» Stated problem:
Reproduce all of the data below word for word, but leave out the pictures.

═════ Record list

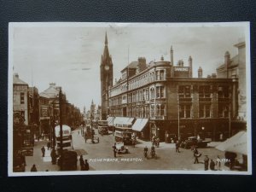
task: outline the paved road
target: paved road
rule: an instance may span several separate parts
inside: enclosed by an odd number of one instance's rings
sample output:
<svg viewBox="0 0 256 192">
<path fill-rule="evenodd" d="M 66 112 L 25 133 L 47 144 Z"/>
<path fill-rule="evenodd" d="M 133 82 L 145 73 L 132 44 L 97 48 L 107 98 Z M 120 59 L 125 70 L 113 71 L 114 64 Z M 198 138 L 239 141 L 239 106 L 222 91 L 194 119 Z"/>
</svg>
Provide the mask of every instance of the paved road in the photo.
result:
<svg viewBox="0 0 256 192">
<path fill-rule="evenodd" d="M 114 139 L 112 134 L 101 136 L 96 131 L 96 137 L 100 139 L 99 143 L 90 143 L 90 141 L 84 143 L 79 131 L 74 131 L 73 134 L 73 147 L 77 151 L 81 151 L 84 159 L 89 160 L 90 170 L 196 170 L 203 171 L 204 155 L 207 154 L 210 159 L 216 161 L 217 155 L 224 158 L 224 152 L 214 148 L 199 148 L 202 154 L 199 158 L 199 164 L 194 164 L 193 153 L 190 149 L 180 148 L 181 153 L 175 152 L 175 147 L 171 143 L 160 143 L 160 148 L 156 148 L 158 158 L 146 159 L 143 157 L 143 148 L 151 146 L 150 143 L 139 141 L 135 147 L 128 146 L 129 154 L 117 154 L 113 158 L 112 146 Z M 79 131 L 80 132 L 80 131 Z M 229 170 L 228 167 L 222 166 L 223 170 Z M 208 171 L 210 172 L 210 171 Z"/>
</svg>

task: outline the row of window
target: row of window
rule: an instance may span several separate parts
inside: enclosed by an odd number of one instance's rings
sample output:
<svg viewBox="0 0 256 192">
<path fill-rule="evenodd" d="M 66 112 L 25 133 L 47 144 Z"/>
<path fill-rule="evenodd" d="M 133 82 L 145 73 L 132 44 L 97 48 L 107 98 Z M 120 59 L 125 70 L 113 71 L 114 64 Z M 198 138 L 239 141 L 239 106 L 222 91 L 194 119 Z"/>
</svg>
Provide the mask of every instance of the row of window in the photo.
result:
<svg viewBox="0 0 256 192">
<path fill-rule="evenodd" d="M 137 90 L 133 93 L 128 94 L 128 103 L 136 102 L 148 101 L 149 99 L 154 98 L 166 98 L 166 91 L 164 85 L 159 85 L 150 88 L 150 94 L 148 89 Z M 110 101 L 110 106 L 120 105 L 127 102 L 127 95 L 115 97 Z"/>
<path fill-rule="evenodd" d="M 123 116 L 121 110 L 114 110 L 113 115 Z M 179 106 L 179 118 L 186 119 L 191 118 L 191 105 L 181 104 Z M 218 117 L 229 117 L 230 108 L 227 104 L 218 105 Z M 150 110 L 148 106 L 128 108 L 128 116 L 137 118 L 151 118 L 151 119 L 163 119 L 166 115 L 166 104 L 152 104 Z M 199 105 L 199 117 L 200 118 L 211 118 L 211 105 L 200 104 Z"/>
<path fill-rule="evenodd" d="M 190 85 L 180 85 L 178 86 L 178 96 L 179 98 L 191 97 L 191 86 Z M 209 85 L 199 86 L 198 94 L 200 98 L 210 98 L 211 97 L 211 87 Z M 230 97 L 229 86 L 219 86 L 218 88 L 218 98 Z"/>
</svg>

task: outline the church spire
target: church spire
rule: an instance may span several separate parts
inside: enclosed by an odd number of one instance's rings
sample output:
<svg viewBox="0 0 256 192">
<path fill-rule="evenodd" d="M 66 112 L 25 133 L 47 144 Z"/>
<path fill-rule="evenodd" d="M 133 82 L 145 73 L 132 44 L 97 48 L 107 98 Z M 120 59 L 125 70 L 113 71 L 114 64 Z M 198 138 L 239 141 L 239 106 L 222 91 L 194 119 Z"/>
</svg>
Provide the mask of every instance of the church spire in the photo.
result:
<svg viewBox="0 0 256 192">
<path fill-rule="evenodd" d="M 109 51 L 108 51 L 108 35 L 107 35 L 107 32 L 105 33 L 105 48 L 104 48 L 104 52 L 103 52 L 103 55 L 102 55 L 102 60 L 106 61 L 106 60 L 109 60 L 110 55 L 109 55 Z"/>
<path fill-rule="evenodd" d="M 108 46 L 108 35 L 107 35 L 107 32 L 105 34 L 105 46 Z"/>
</svg>

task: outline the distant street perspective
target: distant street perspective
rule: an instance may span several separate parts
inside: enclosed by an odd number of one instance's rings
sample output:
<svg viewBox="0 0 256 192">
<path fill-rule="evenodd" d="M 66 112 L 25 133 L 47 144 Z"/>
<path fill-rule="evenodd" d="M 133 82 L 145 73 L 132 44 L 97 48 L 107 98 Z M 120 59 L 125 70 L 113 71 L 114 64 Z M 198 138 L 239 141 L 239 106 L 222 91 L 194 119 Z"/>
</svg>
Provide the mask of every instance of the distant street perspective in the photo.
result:
<svg viewBox="0 0 256 192">
<path fill-rule="evenodd" d="M 251 171 L 247 23 L 15 25 L 11 173 Z"/>
</svg>

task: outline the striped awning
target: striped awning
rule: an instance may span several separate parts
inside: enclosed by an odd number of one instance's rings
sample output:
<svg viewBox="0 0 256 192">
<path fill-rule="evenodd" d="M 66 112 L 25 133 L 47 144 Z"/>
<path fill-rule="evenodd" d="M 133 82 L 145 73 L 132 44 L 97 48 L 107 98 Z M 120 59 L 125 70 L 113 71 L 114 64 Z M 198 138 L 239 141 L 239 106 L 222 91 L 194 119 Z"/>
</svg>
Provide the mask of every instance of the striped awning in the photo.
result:
<svg viewBox="0 0 256 192">
<path fill-rule="evenodd" d="M 147 125 L 148 119 L 137 119 L 131 129 L 136 131 L 142 131 Z"/>
</svg>

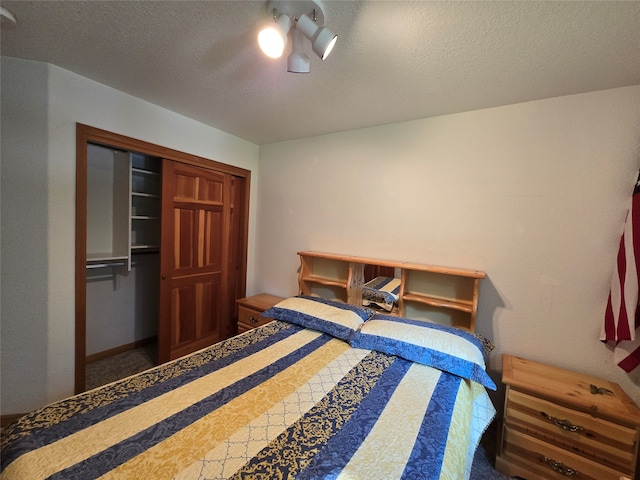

══════════

» Solved exercise:
task: outline the paved road
target: paved road
rule: an instance may span several separate parts
inside: enclosed by an odd number of one instance's rings
sample output:
<svg viewBox="0 0 256 192">
<path fill-rule="evenodd" d="M 66 112 L 25 133 L 47 144 Z"/>
<path fill-rule="evenodd" d="M 133 82 L 145 73 L 132 44 L 97 48 L 107 98 Z M 120 59 L 125 70 L 113 71 L 114 64 Z M 198 138 L 239 141 L 239 106 L 222 91 L 194 119 Z"/>
</svg>
Provide the mask of every instance of the paved road in the photo.
result:
<svg viewBox="0 0 256 192">
<path fill-rule="evenodd" d="M 114 139 L 112 134 L 101 136 L 96 131 L 96 137 L 100 139 L 99 143 L 90 143 L 90 141 L 84 143 L 79 131 L 74 131 L 73 134 L 73 147 L 77 151 L 81 151 L 84 159 L 89 160 L 90 170 L 196 170 L 203 171 L 204 155 L 207 154 L 210 159 L 216 161 L 217 155 L 224 158 L 224 152 L 214 148 L 199 148 L 202 154 L 199 158 L 199 164 L 194 164 L 193 153 L 190 149 L 180 148 L 181 153 L 175 152 L 175 147 L 171 143 L 160 143 L 160 148 L 156 148 L 158 158 L 146 159 L 143 157 L 143 148 L 151 146 L 150 143 L 139 141 L 135 147 L 128 146 L 129 154 L 117 154 L 113 158 L 112 146 Z M 79 131 L 80 132 L 80 131 Z M 229 170 L 228 167 L 222 166 L 223 170 Z M 208 171 L 210 172 L 210 171 Z"/>
</svg>

task: outline the row of window
target: row of window
rule: an instance may span several separate parts
inside: enclosed by an odd number of one instance's rings
sample output:
<svg viewBox="0 0 256 192">
<path fill-rule="evenodd" d="M 66 112 L 25 133 L 47 144 Z"/>
<path fill-rule="evenodd" d="M 133 82 L 145 73 L 132 44 L 97 48 L 107 98 Z M 120 59 L 125 70 L 113 71 L 114 64 Z M 198 138 L 239 141 L 239 106 L 222 91 L 194 119 Z"/>
</svg>
Provide the mask of every instance of the row of window in the photo.
result:
<svg viewBox="0 0 256 192">
<path fill-rule="evenodd" d="M 137 90 L 133 93 L 128 94 L 128 103 L 136 102 L 148 101 L 149 99 L 154 98 L 166 98 L 166 91 L 164 85 L 159 85 L 150 88 L 150 94 L 148 89 Z M 110 101 L 110 106 L 120 105 L 127 102 L 127 95 L 115 97 Z"/>
<path fill-rule="evenodd" d="M 123 116 L 121 110 L 114 110 L 113 115 Z M 179 106 L 179 118 L 186 119 L 191 118 L 191 105 L 181 104 Z M 218 117 L 229 117 L 230 108 L 227 104 L 218 105 Z M 150 110 L 148 106 L 128 108 L 128 116 L 137 118 L 151 118 L 151 119 L 163 119 L 166 115 L 166 104 L 152 104 Z M 199 105 L 199 117 L 200 118 L 211 118 L 211 105 L 200 104 Z"/>
<path fill-rule="evenodd" d="M 190 85 L 180 85 L 178 86 L 178 96 L 179 98 L 191 97 L 191 86 Z M 209 85 L 199 86 L 198 94 L 200 98 L 210 98 L 211 97 L 211 87 Z M 230 97 L 229 86 L 219 86 L 218 88 L 218 98 Z"/>
</svg>

task: outline the church spire
target: church spire
rule: an instance may span several separate parts
inside: enclosed by an odd number of one instance's rings
sample output:
<svg viewBox="0 0 256 192">
<path fill-rule="evenodd" d="M 66 112 L 25 133 L 47 144 Z"/>
<path fill-rule="evenodd" d="M 133 82 L 145 73 L 132 44 L 97 48 L 107 98 Z M 120 59 L 125 70 L 113 71 L 114 64 Z M 198 138 L 239 141 L 239 106 L 222 91 L 194 119 Z"/>
</svg>
Provide the mask of every instance of the church spire in the photo.
result:
<svg viewBox="0 0 256 192">
<path fill-rule="evenodd" d="M 109 51 L 108 51 L 108 35 L 107 35 L 107 32 L 105 33 L 105 48 L 104 48 L 104 52 L 103 52 L 103 55 L 102 55 L 102 60 L 106 61 L 106 60 L 109 60 L 110 55 L 109 55 Z"/>
<path fill-rule="evenodd" d="M 108 46 L 108 35 L 107 35 L 107 32 L 105 34 L 105 46 Z"/>
</svg>

task: outline the distant street perspective
target: distant street perspective
rule: an instance may span several separate parts
inside: enclosed by an odd number of one instance's rings
sample output:
<svg viewBox="0 0 256 192">
<path fill-rule="evenodd" d="M 66 112 L 25 133 L 47 144 Z"/>
<path fill-rule="evenodd" d="M 133 82 L 145 73 L 132 44 L 97 48 L 107 98 Z M 120 59 L 125 70 L 113 71 L 114 64 Z M 198 138 L 239 141 L 239 106 L 222 91 L 194 119 Z"/>
</svg>
Provide the mask of every instance of the distant street perspective in the photo.
result:
<svg viewBox="0 0 256 192">
<path fill-rule="evenodd" d="M 251 171 L 247 23 L 15 25 L 11 173 Z"/>
</svg>

task: outline the striped awning
target: striped awning
rule: an instance may span several separate parts
inside: enclosed by an odd number of one instance's rings
sample output:
<svg viewBox="0 0 256 192">
<path fill-rule="evenodd" d="M 66 112 L 25 133 L 47 144 Z"/>
<path fill-rule="evenodd" d="M 133 82 L 145 73 L 132 44 L 97 48 L 107 98 Z M 120 59 L 125 70 L 113 71 L 114 64 Z M 198 138 L 239 141 L 239 106 L 222 91 L 194 119 Z"/>
</svg>
Provide the mask of every instance of the striped awning in the photo.
result:
<svg viewBox="0 0 256 192">
<path fill-rule="evenodd" d="M 147 125 L 148 119 L 137 119 L 131 129 L 136 131 L 142 131 Z"/>
</svg>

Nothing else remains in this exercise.